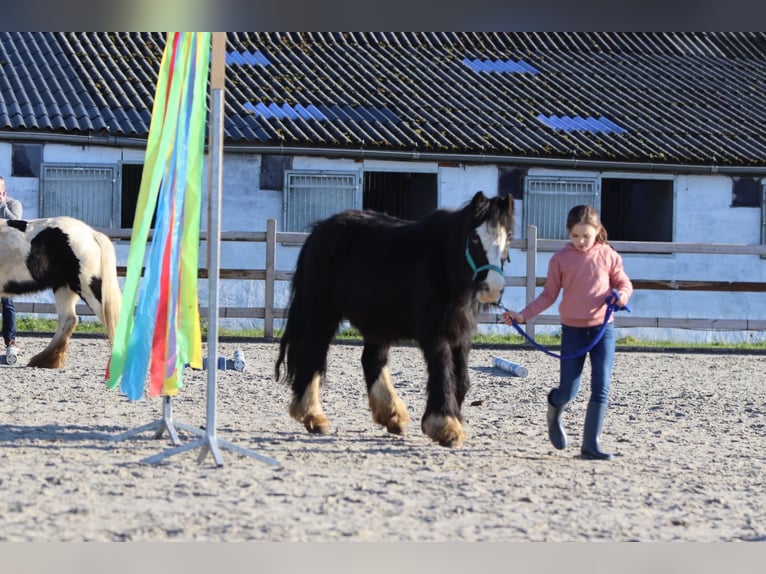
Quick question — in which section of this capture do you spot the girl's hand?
[503,311,526,325]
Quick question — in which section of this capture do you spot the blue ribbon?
[503,289,632,361]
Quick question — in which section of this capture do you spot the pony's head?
[465,191,514,304]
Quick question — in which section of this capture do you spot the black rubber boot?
[548,391,568,450]
[580,401,612,460]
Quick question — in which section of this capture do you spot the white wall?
[0,143,766,342]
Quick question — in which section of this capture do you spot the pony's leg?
[29,287,80,369]
[420,343,465,448]
[290,372,330,434]
[452,344,471,409]
[290,338,330,434]
[362,343,410,434]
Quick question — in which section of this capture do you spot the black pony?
[275,192,513,447]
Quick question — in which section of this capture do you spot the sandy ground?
[0,337,766,542]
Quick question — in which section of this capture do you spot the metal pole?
[143,32,280,467]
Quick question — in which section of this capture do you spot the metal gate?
[40,164,120,228]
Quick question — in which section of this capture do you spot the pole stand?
[141,425,282,467]
[109,396,186,446]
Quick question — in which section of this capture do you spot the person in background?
[0,176,23,355]
[503,205,633,460]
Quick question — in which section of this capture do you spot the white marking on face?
[476,223,509,303]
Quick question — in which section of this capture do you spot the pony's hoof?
[421,415,465,448]
[386,421,409,435]
[303,416,330,434]
[27,355,65,369]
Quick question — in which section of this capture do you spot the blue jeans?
[0,297,16,347]
[550,323,616,407]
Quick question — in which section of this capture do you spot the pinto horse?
[0,216,122,369]
[275,191,514,448]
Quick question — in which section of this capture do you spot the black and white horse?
[0,217,122,369]
[275,192,514,447]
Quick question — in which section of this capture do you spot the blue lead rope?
[500,289,632,361]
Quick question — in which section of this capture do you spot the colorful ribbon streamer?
[107,32,212,400]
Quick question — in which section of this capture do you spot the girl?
[503,205,633,460]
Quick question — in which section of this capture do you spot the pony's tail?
[93,230,122,341]
[274,280,301,383]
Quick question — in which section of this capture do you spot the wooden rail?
[16,219,766,337]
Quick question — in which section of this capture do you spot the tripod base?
[110,396,281,466]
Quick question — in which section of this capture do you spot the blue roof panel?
[463,58,539,76]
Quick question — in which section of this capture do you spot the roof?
[0,32,766,166]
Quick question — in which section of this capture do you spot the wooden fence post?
[263,218,277,339]
[526,225,537,338]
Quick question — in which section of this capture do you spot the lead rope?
[498,289,632,361]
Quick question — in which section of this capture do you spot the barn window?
[522,176,599,239]
[761,182,766,259]
[282,170,362,233]
[40,164,120,228]
[731,177,761,207]
[362,171,437,221]
[601,177,673,242]
[523,176,673,241]
[11,143,43,177]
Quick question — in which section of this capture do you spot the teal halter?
[465,239,503,279]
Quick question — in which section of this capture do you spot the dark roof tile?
[0,32,766,166]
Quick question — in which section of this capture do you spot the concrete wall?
[0,143,766,342]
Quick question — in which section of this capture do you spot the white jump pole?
[142,32,281,467]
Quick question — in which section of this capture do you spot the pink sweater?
[521,243,633,327]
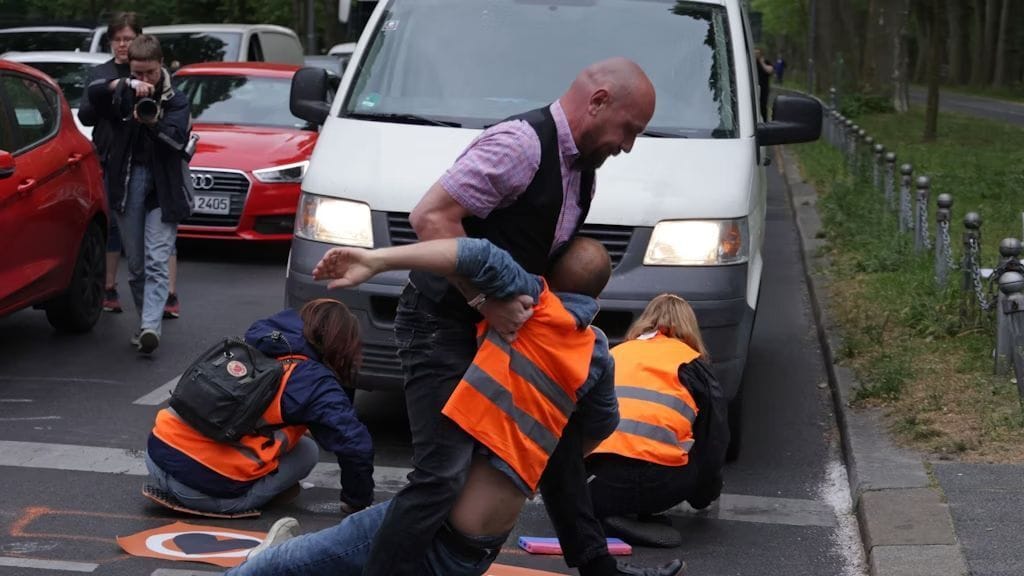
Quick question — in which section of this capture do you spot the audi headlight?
[295,193,374,248]
[643,218,750,266]
[253,160,309,183]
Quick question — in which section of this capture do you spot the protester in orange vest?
[587,294,729,546]
[145,298,374,515]
[225,238,685,576]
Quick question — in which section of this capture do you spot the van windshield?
[341,0,737,138]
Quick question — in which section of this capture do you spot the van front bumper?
[286,229,755,398]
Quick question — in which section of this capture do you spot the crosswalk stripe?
[0,557,99,573]
[0,441,837,528]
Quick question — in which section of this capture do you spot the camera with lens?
[135,98,160,123]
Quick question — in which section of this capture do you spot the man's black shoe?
[618,560,686,576]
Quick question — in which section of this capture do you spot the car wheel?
[46,222,106,333]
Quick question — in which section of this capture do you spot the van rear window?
[341,0,737,138]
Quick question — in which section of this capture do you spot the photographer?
[89,34,190,354]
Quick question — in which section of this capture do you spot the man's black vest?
[409,107,594,318]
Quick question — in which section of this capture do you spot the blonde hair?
[626,293,711,362]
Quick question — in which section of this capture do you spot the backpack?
[170,332,306,442]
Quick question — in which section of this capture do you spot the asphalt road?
[910,87,1024,126]
[0,162,864,576]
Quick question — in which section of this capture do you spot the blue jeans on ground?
[145,437,319,513]
[115,165,178,335]
[224,501,508,576]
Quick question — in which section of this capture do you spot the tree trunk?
[981,0,999,84]
[992,0,1011,86]
[971,0,985,86]
[925,2,944,142]
[892,0,910,114]
[946,0,967,84]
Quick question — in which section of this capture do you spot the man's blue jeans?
[224,501,508,576]
[114,165,178,335]
[145,437,319,513]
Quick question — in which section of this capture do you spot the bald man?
[228,238,684,576]
[364,58,654,576]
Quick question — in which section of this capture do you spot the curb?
[776,148,969,576]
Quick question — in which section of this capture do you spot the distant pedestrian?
[775,54,785,84]
[754,48,775,122]
[87,34,191,354]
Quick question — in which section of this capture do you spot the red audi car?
[0,59,108,332]
[174,63,317,241]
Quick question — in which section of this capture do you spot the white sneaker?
[246,517,299,561]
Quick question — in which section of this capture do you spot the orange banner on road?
[118,522,266,568]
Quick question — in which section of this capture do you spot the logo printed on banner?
[118,522,266,568]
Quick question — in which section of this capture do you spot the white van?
[286,0,821,444]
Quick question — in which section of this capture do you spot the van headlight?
[643,217,750,266]
[295,192,374,248]
[253,160,309,183]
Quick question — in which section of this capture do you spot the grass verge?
[797,109,1024,462]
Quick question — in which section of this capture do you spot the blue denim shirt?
- - - -
## Exercise description
Print every line of the material above word for word, leaving out the pictures.

## Solved problem
Quick question — in which section of this capture do you spot the girl's hand?
[503,311,526,325]
Quick question — in which section of this capture do you spot the blue ribbon?
[503,289,632,361]
Quick question — in which section of this capture do you spot the pony's head?
[465,191,514,304]
Quick question — in which section of this capture do you spot the black rubber boot?
[548,391,568,450]
[580,401,612,460]
Quick question — in which section of this capture do you spot the white wall?
[0,143,766,342]
Quick question — in which section of this capture do you spot the pony's leg?
[29,287,80,369]
[420,343,465,448]
[290,372,330,434]
[452,344,471,409]
[290,338,330,434]
[362,343,410,434]
Quick question — in which section of this capture do you spot the black pony?
[275,192,513,447]
Quick question — in which section of this capture do you spot the sandy ground?
[0,337,766,542]
Quick question — in which section of this capture do you spot the metal pole?
[143,32,280,467]
Quick question — in which section of this capture do you spot the metal gate?
[40,164,120,228]
Quick question — in which section of this capture do you spot the pole stand?
[141,425,282,467]
[109,396,186,446]
Quick question — in which section of this capture do you spot the person in background?
[0,176,23,355]
[503,205,633,460]
Quick question — in which section of this capture do you spot the white marking on face?
[476,223,509,303]
Quick question — in which section of this capture do you spot the pony's hoof?
[421,415,465,448]
[386,421,409,435]
[303,416,330,434]
[27,355,65,369]
Quick question — in which section of this capture do you spot the blue jeans?
[0,297,16,347]
[550,323,616,407]
Quick question — in which section of this capture do you spot the pinto horse?
[0,216,122,369]
[275,191,514,448]
Quick question — in which section of this capture do you spot the black and white horse?
[0,217,122,369]
[275,192,514,447]
Quick question — in which section of this capture do you spot the blue lead rope?
[500,289,632,361]
Quick question — in which section of this capture do you spot the colorful ribbon streamer?
[107,32,212,400]
Quick question — in which section of this capture do you spot the girl?
[503,205,633,460]
Quick question — in which section of this capture do you spot the pony's tail?
[93,230,122,341]
[274,280,301,383]
Quick question — in which section of this capture do you spot the wooden rail?
[16,219,766,337]
Quick question — in which section of this capture do you spot the tripod base?
[110,396,281,466]
Quick question — in which section of this capture do you spot the blue roof panel?
[463,58,539,76]
Quick question — in which section of this capture do you spot the roof?
[0,32,766,166]
Quick question — in which section of this capture do you spot the wooden fence post?
[263,218,277,339]
[526,225,537,338]
Quick question — in which section of this capture do you spot the lead rope?
[498,289,632,361]
Quick question — in which section of this capture do you spot the barn window?
[522,176,599,239]
[761,182,766,259]
[282,170,362,233]
[40,164,120,228]
[731,177,761,207]
[362,171,437,221]
[601,177,673,242]
[523,176,673,241]
[11,143,43,177]
Quick question — in which section of this capture do you spot the teal halter?
[465,239,503,279]
Quick question — in which section of this capture do you spot the dark roof tile?
[0,32,766,166]
Quick question — in which section of this capture do you spot the concrete wall?
[0,143,766,342]
Quick question — in which section of this capture do you spot the white jump pole?
[142,32,281,467]
Quick question — in which section of this capture do you spot the pink sweater?
[521,243,633,327]
Quick question — in which section of this capture do you spot the audi headlight?
[295,193,374,248]
[643,218,750,266]
[253,160,309,183]
Quick question — in which section of this capture do you spot the protester in orange vest?
[587,294,729,546]
[145,298,374,515]
[225,238,685,576]
Quick question — in which section of this capture do you spot the van windshield?
[341,0,737,138]
Quick question — in which section of this capture do you spot the van front bumper?
[286,229,755,398]
Quick question — in which section of this capture do you spot the crosswalk stripe?
[0,557,99,573]
[0,441,837,528]
Quick question — in which section of this capture do you spot the camera with lens?
[135,98,160,123]
Quick question — in which section of this capture do you spot the man's black shoe?
[618,560,686,576]
Quick question — in which section of this capture do you spot the car wheel?
[46,222,106,333]
Quick question — in which section of this capture do you spot the van rear window?
[341,0,737,138]
Quick question — in which section of this capture do you spot the photographer?
[89,34,190,354]
Quick question — in which section of this capture do you spot the man's black vest?
[409,107,594,318]
Quick question — in which section of this capture do you spot the blonde hair?
[626,293,711,362]
Quick question — in which section of this capture do you spot the backpack?
[170,332,306,442]
Quick question — in which section of this capture do you spot the asphalt road?
[910,87,1024,126]
[0,162,864,576]
Quick question — in which section of this capture do you spot the blue jeans on ground?
[145,437,319,513]
[115,165,178,335]
[224,501,508,576]
Quick question — in which section of this capture do you spot the tree trunk?
[981,0,999,84]
[992,0,1011,86]
[971,0,985,86]
[925,2,944,142]
[892,0,910,114]
[946,0,967,84]
Quick question — in which section of this capture do you spot the man's blue jeans?
[224,501,508,576]
[114,165,178,335]
[145,437,319,513]
Quick question — in which section of this capture do you spot the bald man?
[228,238,684,576]
[364,58,654,576]
Quick question — in which section of this capture do you spot the curb?
[776,148,969,576]
Quick question — in which section of this capture do you spot the distant pedestrian?
[775,54,785,84]
[754,48,775,122]
[87,34,191,354]
Quick question — in which section of this capture do you spot the red audi car?
[0,59,108,332]
[174,63,317,241]
Quick question — in which section of this capture do you spot the white sneaker?
[246,517,299,561]
Quick question — in which section of this capture do you spot the orange banner on road?
[118,522,266,568]
Quick question — in which section of this capture do you spot the logo printed on banner?
[118,522,266,568]
Quick question — in which section of this capture do you spot the white van?
[286,0,821,444]
Quick question — in which section of this capture do you spot the van headlight?
[643,217,750,266]
[295,192,374,248]
[253,160,309,183]
Quick question — in which section of this capture do you spot the grass verge?
[797,109,1024,462]
Quick question — in which section of this capture do you spot the blue denim shirt?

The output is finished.